BEGIN INPUT DATA

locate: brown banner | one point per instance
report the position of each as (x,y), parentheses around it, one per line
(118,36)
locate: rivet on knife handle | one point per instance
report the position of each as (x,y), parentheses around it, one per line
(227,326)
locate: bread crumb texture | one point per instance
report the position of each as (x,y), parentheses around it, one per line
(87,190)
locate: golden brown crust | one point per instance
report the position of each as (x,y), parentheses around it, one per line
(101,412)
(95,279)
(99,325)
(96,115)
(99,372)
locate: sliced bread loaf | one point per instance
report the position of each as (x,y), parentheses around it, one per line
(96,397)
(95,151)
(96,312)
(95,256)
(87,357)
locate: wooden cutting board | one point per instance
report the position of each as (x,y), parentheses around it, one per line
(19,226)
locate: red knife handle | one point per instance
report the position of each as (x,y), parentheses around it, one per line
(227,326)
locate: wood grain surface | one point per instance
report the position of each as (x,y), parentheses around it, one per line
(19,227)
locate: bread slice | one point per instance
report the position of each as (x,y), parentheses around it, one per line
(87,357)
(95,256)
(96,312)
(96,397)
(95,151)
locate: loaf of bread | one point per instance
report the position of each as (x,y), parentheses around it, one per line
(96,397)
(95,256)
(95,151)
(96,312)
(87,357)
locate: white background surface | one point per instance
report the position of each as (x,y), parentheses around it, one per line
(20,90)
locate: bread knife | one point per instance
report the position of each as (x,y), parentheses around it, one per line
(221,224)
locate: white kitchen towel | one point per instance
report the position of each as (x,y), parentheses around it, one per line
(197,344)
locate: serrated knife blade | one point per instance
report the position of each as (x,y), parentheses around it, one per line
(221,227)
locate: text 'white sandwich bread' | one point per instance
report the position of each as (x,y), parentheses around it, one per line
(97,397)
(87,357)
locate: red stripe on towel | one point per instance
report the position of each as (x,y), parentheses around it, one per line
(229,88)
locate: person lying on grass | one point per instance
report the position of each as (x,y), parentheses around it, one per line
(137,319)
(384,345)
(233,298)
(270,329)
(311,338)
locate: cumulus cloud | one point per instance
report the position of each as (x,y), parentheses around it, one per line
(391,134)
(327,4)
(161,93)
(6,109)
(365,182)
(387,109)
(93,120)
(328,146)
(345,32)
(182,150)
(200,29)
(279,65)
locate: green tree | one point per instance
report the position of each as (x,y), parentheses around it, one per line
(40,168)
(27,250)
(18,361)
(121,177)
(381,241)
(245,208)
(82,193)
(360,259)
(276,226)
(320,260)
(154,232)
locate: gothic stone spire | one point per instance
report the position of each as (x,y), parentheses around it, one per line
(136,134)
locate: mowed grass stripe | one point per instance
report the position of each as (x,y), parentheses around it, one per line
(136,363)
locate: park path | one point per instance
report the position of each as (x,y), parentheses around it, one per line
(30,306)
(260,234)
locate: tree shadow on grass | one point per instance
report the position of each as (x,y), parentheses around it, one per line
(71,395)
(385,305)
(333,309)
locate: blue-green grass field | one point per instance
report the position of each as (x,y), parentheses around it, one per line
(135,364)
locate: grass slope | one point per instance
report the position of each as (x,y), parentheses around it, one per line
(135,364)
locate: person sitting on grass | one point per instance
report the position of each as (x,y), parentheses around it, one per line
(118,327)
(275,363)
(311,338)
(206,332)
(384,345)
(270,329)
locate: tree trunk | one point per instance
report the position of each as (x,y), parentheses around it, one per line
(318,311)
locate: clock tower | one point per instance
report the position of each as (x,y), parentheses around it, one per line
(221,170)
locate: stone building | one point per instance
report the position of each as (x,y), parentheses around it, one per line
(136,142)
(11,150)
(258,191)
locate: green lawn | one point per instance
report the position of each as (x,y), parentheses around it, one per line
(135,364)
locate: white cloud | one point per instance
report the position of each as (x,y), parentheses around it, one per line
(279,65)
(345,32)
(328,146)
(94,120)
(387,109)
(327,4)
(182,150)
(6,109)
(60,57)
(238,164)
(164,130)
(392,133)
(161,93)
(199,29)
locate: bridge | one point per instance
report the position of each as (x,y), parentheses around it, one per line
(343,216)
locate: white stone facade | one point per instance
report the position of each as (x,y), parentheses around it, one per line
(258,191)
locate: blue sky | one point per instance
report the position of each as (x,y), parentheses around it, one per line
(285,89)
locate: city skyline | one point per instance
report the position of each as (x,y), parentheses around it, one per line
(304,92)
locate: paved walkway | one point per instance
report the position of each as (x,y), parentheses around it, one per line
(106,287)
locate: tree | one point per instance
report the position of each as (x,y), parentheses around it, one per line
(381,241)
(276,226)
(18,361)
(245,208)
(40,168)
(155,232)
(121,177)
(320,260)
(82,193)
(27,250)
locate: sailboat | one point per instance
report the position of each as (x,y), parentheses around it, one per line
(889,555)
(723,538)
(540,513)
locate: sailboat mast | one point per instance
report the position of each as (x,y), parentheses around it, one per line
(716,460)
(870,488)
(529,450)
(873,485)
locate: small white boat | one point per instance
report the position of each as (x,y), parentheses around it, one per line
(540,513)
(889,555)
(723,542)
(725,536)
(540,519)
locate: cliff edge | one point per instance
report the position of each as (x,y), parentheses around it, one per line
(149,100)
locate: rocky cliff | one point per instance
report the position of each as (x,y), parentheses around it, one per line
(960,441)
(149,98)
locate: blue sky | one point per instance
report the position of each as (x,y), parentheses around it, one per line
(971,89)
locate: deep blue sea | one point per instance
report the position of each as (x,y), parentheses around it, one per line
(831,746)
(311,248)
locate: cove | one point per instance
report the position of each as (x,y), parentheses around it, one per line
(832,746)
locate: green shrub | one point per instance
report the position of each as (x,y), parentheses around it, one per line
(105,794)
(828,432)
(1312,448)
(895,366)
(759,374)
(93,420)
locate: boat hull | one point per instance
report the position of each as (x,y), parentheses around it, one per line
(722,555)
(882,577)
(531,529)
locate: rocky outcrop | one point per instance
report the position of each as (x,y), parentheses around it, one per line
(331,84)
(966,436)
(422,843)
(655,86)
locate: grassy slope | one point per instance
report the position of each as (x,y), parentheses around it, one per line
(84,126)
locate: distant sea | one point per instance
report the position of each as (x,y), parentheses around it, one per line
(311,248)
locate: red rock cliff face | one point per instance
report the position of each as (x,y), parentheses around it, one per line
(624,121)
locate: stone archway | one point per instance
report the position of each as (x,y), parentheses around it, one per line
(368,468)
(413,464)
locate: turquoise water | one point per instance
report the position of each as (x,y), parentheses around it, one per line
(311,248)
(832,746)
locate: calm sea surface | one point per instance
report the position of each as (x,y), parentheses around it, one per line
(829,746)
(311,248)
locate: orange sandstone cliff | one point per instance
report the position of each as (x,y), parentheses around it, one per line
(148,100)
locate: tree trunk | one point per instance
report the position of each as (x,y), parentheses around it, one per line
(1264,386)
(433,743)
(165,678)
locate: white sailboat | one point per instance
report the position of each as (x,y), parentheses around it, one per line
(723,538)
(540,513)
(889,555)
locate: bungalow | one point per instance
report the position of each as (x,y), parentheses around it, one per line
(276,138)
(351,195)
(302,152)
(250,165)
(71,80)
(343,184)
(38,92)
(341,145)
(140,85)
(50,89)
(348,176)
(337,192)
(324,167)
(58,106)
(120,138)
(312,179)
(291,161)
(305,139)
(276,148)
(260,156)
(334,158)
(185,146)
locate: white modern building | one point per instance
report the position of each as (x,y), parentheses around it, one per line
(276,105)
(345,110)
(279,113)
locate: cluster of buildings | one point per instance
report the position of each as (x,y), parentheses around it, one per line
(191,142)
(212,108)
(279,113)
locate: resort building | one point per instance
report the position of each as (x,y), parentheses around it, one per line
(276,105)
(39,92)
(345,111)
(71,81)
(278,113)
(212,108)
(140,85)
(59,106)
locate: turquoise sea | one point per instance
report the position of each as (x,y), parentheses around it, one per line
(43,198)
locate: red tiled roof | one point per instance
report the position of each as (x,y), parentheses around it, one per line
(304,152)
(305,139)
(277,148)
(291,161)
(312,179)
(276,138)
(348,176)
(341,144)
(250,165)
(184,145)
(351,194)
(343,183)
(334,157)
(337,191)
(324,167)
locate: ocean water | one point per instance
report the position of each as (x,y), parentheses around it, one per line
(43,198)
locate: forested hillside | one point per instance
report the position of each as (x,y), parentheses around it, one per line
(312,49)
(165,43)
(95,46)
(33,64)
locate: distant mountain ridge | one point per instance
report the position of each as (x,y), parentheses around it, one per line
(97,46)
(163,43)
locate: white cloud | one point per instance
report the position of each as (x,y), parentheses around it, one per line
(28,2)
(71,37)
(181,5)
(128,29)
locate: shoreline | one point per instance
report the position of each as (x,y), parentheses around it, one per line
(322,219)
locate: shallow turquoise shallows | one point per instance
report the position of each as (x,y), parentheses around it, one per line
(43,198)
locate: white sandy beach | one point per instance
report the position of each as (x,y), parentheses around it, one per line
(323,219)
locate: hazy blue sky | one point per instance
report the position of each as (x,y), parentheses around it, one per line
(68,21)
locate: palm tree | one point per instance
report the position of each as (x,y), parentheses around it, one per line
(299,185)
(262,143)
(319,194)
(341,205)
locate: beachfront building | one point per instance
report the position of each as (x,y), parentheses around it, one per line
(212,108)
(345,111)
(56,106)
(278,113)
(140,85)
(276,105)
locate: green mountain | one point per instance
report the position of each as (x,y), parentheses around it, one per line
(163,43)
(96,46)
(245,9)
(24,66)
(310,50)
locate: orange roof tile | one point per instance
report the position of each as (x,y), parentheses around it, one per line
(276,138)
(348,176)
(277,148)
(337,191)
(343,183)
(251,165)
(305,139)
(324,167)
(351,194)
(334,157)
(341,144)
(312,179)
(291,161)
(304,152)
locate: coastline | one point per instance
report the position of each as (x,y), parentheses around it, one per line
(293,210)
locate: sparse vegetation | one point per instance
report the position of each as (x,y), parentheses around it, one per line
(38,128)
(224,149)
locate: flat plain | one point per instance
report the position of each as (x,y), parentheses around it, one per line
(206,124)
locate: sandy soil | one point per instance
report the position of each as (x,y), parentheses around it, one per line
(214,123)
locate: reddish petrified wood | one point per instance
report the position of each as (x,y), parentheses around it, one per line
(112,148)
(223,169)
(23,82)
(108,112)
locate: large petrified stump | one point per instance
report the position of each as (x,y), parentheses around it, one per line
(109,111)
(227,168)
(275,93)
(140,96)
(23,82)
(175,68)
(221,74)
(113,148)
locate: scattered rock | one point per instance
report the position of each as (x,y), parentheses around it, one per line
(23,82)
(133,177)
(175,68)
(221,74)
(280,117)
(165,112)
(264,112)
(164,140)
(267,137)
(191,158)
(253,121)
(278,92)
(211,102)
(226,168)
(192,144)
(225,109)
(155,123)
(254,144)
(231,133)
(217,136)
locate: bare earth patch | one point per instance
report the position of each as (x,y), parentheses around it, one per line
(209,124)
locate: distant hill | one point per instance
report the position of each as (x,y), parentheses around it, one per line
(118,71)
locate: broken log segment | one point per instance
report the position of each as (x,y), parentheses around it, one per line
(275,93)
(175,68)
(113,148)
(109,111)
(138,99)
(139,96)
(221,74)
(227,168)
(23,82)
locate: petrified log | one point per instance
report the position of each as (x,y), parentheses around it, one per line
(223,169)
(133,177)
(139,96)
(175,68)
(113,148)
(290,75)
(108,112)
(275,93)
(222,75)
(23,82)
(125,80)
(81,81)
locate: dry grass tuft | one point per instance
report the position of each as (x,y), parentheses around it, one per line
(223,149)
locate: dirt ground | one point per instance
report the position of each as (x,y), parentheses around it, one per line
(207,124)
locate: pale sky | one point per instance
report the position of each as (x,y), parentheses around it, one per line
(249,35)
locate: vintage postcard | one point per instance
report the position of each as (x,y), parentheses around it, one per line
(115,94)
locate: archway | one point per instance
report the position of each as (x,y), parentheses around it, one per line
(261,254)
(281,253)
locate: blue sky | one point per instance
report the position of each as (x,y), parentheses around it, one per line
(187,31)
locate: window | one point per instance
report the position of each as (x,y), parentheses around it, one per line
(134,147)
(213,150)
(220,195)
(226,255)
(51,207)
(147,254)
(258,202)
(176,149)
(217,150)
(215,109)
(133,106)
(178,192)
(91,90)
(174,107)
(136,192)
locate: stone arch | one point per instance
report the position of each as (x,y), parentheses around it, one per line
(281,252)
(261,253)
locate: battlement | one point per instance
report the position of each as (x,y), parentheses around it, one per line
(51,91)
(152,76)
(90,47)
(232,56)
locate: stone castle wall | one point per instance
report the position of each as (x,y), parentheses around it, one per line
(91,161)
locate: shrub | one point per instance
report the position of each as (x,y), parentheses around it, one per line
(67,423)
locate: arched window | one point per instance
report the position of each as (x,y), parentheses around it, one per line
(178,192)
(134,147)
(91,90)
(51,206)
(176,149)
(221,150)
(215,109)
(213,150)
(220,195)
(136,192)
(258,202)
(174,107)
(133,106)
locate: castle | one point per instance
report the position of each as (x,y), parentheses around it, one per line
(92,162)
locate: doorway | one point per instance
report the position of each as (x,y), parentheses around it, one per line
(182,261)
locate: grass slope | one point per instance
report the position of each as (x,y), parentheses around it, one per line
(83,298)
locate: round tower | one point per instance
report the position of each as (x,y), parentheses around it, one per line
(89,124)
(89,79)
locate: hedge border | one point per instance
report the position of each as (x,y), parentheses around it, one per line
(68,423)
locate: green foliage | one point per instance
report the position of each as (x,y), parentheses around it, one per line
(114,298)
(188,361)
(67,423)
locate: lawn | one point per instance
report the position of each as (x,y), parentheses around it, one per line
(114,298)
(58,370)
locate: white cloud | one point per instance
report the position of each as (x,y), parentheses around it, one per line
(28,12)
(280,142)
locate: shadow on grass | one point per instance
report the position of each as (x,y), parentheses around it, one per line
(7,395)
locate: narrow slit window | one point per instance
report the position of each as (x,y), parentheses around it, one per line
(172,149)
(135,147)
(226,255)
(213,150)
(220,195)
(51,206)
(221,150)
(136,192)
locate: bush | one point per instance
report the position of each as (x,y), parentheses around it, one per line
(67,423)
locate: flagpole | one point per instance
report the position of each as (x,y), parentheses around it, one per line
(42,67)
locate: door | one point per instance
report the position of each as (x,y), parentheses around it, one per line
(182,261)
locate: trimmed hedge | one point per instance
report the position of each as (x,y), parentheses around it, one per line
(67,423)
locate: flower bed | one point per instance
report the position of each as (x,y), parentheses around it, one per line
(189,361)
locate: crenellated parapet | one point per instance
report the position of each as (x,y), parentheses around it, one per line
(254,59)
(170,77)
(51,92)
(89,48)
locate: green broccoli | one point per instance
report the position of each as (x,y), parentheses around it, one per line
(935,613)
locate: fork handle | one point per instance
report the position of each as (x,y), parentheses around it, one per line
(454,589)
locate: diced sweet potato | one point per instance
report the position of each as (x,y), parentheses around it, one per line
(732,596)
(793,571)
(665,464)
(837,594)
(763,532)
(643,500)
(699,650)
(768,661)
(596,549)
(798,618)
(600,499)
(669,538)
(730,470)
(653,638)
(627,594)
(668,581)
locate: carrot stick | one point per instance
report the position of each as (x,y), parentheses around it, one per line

END INPUT DATA

ABOUT THIS TASK
Please transcribe only the lines in the records above running from the line that has "locate: golden brown" through the line that has "locate: loaf of", both included, exactly as they appear.

EXPECTED ANSWER
locate: golden brown crust | one point per instance
report the position of each as (x,y), parentheses around it, one per line
(101,412)
(95,279)
(99,325)
(96,115)
(99,372)
locate: sliced bread loaf | one point per instance
report the position of each as (x,y), parentheses around it, one per line
(96,397)
(95,151)
(96,312)
(95,256)
(87,357)
locate: wooden cutting board | one point per instance
report the position of each as (x,y), parentheses around it, one per line
(19,226)
locate: red knife handle | one point per instance
report the position of each as (x,y), parentheses around it, one per line
(227,326)
locate: wood grain surface | one point per instance
report the position of each as (x,y), parentheses around it, one per line
(19,227)
locate: bread slice | one point per instance
report the position of each as (x,y), parentheses around it, one per line
(87,357)
(95,256)
(96,312)
(96,397)
(95,151)
locate: loaf of bread | one point per instance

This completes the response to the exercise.